__Written instruction__: Copy the records below word for word, from their first line up to and including the line with "left=0, top=0, right=640, bottom=149". Leave the pictures out of your answer.

----------

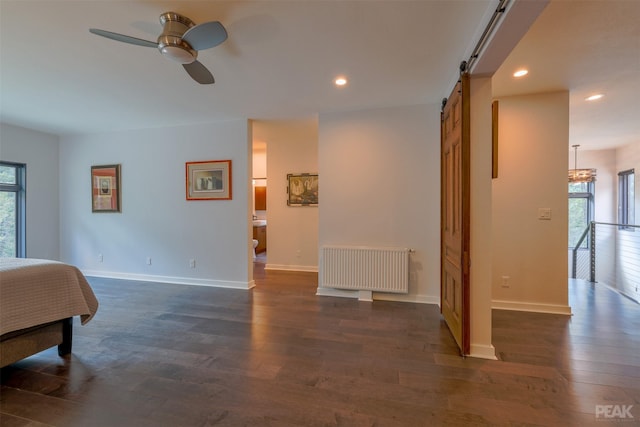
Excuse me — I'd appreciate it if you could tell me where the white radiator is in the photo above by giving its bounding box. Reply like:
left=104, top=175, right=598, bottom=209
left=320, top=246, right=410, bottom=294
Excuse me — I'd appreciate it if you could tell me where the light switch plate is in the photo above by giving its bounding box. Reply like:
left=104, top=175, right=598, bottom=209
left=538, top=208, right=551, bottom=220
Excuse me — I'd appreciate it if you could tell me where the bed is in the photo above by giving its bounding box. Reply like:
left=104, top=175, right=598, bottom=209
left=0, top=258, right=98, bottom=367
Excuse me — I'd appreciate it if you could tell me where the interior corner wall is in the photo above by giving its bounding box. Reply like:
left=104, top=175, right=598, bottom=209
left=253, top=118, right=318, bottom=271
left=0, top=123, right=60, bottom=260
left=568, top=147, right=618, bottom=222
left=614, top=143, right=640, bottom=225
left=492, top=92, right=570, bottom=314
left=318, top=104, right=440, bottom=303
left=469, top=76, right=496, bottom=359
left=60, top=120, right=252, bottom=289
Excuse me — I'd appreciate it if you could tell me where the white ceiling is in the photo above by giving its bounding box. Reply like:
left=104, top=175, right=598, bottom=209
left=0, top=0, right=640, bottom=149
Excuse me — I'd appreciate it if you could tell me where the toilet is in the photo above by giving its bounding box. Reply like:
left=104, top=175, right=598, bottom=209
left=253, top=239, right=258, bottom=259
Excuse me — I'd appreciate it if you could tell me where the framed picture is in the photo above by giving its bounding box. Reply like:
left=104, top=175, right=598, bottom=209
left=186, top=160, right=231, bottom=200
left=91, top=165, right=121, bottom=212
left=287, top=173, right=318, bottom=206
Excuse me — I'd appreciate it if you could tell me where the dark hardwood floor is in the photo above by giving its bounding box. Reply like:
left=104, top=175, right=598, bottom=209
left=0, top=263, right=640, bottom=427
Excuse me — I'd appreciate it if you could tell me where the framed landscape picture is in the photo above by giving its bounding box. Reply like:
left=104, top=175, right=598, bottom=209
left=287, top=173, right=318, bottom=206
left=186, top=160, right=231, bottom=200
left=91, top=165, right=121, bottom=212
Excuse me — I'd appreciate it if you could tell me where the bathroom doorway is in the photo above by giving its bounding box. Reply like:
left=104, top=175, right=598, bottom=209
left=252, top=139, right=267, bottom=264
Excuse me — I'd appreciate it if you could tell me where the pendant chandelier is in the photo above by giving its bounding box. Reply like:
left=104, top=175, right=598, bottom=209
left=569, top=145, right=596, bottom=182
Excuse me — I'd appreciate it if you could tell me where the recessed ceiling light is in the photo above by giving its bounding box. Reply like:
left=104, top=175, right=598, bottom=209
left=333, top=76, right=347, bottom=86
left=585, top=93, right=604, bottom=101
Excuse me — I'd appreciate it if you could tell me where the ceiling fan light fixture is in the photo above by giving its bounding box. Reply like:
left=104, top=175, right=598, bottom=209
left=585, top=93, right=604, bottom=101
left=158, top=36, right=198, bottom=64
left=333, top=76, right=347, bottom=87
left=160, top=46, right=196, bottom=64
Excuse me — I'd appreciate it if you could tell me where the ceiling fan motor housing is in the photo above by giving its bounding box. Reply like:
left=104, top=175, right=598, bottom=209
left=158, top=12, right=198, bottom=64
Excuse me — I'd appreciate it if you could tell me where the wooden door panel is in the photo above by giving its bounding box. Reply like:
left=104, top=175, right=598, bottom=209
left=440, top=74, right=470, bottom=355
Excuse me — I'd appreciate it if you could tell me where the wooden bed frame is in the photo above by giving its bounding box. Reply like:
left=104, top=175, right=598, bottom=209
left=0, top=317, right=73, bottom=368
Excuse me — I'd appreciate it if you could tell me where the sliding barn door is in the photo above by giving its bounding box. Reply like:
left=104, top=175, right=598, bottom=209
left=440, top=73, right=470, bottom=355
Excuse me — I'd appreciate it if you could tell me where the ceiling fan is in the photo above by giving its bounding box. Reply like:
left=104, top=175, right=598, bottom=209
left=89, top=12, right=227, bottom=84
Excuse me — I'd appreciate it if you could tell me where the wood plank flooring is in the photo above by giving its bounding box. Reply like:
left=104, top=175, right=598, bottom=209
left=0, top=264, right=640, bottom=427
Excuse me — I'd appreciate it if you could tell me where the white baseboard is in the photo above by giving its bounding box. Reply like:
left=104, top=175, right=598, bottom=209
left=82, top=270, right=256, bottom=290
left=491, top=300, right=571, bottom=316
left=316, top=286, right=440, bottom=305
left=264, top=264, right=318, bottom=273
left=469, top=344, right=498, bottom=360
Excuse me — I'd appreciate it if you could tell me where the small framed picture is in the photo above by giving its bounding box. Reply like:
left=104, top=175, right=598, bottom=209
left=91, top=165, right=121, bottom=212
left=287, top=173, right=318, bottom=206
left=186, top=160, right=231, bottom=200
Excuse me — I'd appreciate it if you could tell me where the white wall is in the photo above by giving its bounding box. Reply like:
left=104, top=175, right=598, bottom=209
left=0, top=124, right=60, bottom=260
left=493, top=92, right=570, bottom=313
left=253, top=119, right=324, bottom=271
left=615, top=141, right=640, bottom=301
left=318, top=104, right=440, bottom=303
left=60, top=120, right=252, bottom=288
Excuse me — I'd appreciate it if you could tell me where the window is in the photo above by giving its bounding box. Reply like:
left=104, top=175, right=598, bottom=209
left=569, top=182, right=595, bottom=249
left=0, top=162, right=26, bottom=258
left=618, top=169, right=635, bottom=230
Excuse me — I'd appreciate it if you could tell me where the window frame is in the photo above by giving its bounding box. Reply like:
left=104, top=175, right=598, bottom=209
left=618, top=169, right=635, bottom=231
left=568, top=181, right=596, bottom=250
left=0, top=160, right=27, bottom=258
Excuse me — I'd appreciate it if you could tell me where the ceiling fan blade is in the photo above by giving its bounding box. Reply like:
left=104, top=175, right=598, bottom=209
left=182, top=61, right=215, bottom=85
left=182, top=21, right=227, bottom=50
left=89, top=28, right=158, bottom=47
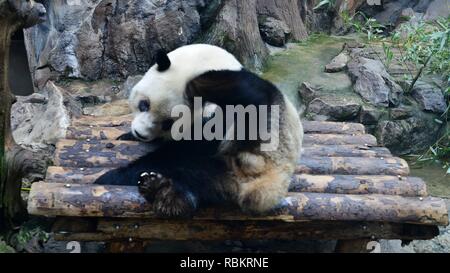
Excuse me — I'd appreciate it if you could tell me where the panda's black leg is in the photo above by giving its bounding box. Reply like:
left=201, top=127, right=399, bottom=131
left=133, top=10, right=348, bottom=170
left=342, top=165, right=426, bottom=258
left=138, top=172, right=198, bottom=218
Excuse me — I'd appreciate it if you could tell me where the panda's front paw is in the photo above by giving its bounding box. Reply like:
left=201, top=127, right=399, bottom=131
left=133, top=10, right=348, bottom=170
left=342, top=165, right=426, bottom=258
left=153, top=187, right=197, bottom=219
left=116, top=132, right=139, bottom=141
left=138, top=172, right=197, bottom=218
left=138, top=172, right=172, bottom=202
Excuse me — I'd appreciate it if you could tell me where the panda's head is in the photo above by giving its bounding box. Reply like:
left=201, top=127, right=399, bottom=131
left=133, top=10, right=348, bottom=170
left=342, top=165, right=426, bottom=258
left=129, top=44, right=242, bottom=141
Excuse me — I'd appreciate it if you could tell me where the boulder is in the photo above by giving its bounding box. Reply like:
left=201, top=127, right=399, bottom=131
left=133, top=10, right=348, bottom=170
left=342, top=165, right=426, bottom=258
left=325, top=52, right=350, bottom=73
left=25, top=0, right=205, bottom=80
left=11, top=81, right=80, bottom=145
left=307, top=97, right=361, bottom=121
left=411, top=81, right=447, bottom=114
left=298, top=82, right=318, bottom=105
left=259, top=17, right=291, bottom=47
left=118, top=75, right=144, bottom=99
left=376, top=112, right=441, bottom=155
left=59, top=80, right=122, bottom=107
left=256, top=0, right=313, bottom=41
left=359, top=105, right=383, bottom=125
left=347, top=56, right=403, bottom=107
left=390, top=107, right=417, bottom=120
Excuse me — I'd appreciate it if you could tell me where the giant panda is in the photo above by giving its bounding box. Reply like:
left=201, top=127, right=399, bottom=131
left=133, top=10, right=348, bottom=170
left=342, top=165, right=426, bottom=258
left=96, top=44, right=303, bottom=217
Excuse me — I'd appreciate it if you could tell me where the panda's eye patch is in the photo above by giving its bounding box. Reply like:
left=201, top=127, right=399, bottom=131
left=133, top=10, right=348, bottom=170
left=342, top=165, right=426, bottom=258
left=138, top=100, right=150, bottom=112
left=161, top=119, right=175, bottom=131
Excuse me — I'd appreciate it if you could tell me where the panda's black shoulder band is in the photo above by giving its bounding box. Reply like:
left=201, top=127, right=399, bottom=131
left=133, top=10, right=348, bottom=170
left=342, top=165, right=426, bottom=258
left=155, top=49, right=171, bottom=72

----------

__Expected output__:
Excuse me — I'd appreciate it if you could tell me where the white radiator is in the photo above by giving its bounding box. Reply like:
left=104, top=175, right=598, bottom=209
left=320, top=246, right=410, bottom=294
Excuse me — I'd appreciate it if you could tell me where the light switch plate is in the photo above by giving its bounding box. Reply like:
left=104, top=175, right=598, bottom=209
left=538, top=208, right=551, bottom=220
Excuse me — I'd appreciate it if you could tell me where the bed is in the photo above by giving its bounding box. Reply like:
left=104, top=175, right=598, bottom=209
left=0, top=258, right=98, bottom=367
Excuse me — I'd appreciate it if you could tell me where the interior corner wall is in the photo above by giving its bounding box. Reply like:
left=104, top=175, right=598, bottom=209
left=253, top=118, right=318, bottom=271
left=0, top=123, right=60, bottom=260
left=568, top=147, right=618, bottom=222
left=614, top=143, right=640, bottom=225
left=492, top=92, right=570, bottom=314
left=318, top=104, right=440, bottom=303
left=469, top=76, right=496, bottom=359
left=60, top=120, right=252, bottom=289
Excuse me — I'd appreciate it if you could tell me where the white ceiling is in the photo above by giving its bounding box. Reply like:
left=104, top=175, right=598, bottom=209
left=0, top=0, right=640, bottom=149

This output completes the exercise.